▶ **Selected passage**:
——————————

The drug half-life (½) is the time it takes for the amount of drug in the body to be reduced by half. What factors influence the half-life of a drug? (Select all that apply)

Answer & explanation

Correct: excretion · metabolism

Drug half-life is determined by how quickly the body eliminates a drug, which depends on two primary pharmacokinetic processes: metabolism and excretion. Metabolism, primarily hepatic, converts the drug into metabolites that are more easily removed. Excretion, primarily renal, eliminates the drug or its metabolites from the body. Together, these two processes define the rate at which plasma drug concentration falls by 50%, which is the definition of half-life. If either is impaired — for example, in liver or kidney disease — the half-life is prolonged, meaning the drug stays in the body longer and can accumulate to toxic levels. Drug toxicity is not a determinant of half-life; rather, toxicity can be a consequence of a prolonged half-life, not a cause of it. A loading dose is a pharmacokinetic strategy used to rapidly achieve a therapeutic concentration at the start of therapy; it affects the time to steady state but has no influence on the half-life of the drug itself. Half-life is an intrinsic pharmacokinetic property based on clearance and volume of distribution, not on the initial dose administered. Students commonly confuse cause and effect here — remember that toxicity results from altered half-life, it does not alter it.

——————————

▶ **Given records**:

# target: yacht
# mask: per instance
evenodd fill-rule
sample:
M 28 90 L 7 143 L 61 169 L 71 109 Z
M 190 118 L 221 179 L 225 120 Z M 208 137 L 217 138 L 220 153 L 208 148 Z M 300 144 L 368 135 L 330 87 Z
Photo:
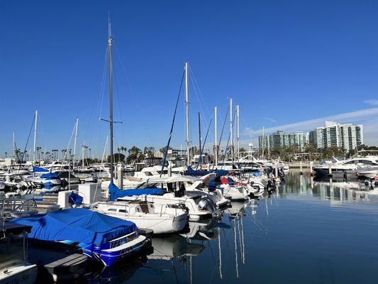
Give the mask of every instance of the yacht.
M 143 200 L 154 202 L 157 211 L 167 205 L 177 205 L 187 207 L 189 210 L 189 220 L 198 221 L 210 218 L 217 214 L 218 210 L 214 202 L 206 196 L 201 195 L 187 195 L 184 182 L 194 182 L 196 178 L 189 176 L 175 176 L 170 178 L 155 178 L 148 180 L 143 185 L 145 187 L 161 187 L 161 195 L 141 195 L 121 198 L 123 200 Z
M 154 234 L 177 233 L 188 222 L 184 209 L 172 205 L 160 206 L 156 210 L 152 202 L 141 200 L 101 202 L 92 210 L 113 217 L 130 221 L 138 228 L 150 229 Z
M 333 163 L 326 163 L 320 166 L 314 167 L 313 170 L 316 175 L 328 175 L 330 168 L 332 175 L 344 175 L 346 173 L 355 173 L 359 167 L 369 165 L 372 168 L 378 170 L 378 156 L 367 155 L 366 157 L 355 157 L 348 160 L 339 160 L 333 158 Z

——————————

▶ **Task requirements**: From the text on drug half-life, write out the part that begins at the words "The drug half-life" and stops after the words "all that apply)". The material has no connection to the text on drug half-life.

▶ **Solution to the exercise**:
The drug half-life (½) is the time it takes for the amount of drug in the body to be reduced by half. What factors influence the half-life of a drug? (Select all that apply)